### BRIEF
Rewrite the records as a Markdown table with the columns Row and Record line, starting at the line that contains "Note to the class: locate the banner" and ending at the line that contains "Note to the class: locate the bleecker", both lines included. Number each row and leave out blank lines.

### INFORMATION SUPPLIED
....................

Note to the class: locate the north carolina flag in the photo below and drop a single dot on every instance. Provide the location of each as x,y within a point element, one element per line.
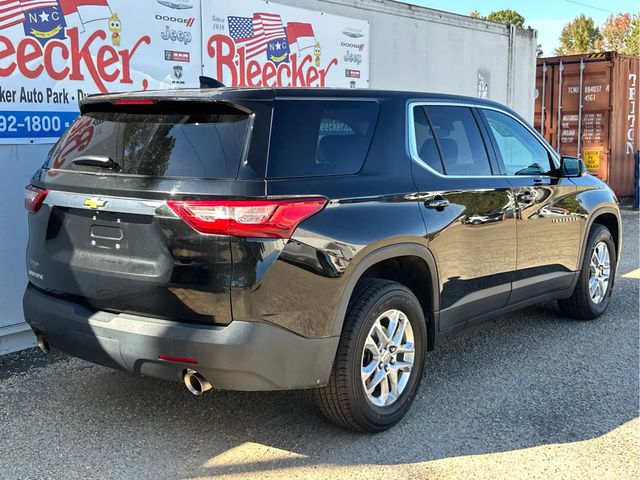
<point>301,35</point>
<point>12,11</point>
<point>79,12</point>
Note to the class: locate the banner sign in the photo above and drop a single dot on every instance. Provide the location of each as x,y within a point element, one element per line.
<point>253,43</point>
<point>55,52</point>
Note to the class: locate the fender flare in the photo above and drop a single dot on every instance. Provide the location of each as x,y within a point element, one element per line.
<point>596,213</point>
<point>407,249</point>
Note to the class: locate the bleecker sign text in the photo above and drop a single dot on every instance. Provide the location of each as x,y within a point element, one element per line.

....................

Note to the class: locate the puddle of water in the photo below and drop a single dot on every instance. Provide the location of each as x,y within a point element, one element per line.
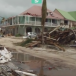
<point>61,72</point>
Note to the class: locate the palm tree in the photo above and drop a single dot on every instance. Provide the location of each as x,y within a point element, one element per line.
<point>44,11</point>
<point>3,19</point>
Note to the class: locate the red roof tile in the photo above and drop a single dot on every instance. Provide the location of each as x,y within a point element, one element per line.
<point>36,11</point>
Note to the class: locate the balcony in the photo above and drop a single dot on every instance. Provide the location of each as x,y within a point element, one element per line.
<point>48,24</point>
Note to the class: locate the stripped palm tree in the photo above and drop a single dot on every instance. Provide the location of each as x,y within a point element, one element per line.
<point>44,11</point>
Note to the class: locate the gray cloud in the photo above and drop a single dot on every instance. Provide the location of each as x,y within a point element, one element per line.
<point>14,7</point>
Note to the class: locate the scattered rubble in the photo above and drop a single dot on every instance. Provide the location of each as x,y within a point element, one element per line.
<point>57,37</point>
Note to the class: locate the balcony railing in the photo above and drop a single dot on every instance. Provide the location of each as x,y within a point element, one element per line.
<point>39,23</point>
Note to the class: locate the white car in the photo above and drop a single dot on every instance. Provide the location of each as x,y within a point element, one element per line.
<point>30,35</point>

....................

### OUTPUT FOR THIS EXERCISE
| Row | Record line |
|---|---|
| 1 | Note to the class: locate the banner sign in the photo above and drop a single dot on every instance. Provide the location of each as x,y within a point element, one element per line. |
| 2 | <point>253,43</point> |
| 3 | <point>55,52</point> |
| 4 | Note to the class: locate the fender flare in the photo above and drop a single dot on every instance. Provide the location of each as x,y within a point element, one element per line. |
| 5 | <point>596,213</point> |
| 6 | <point>407,249</point> |
| 7 | Note to the class: locate the bleecker sign text in the photo above and drop a single dot on every instance. Provide the location of each as x,y within a point element, one element per line. |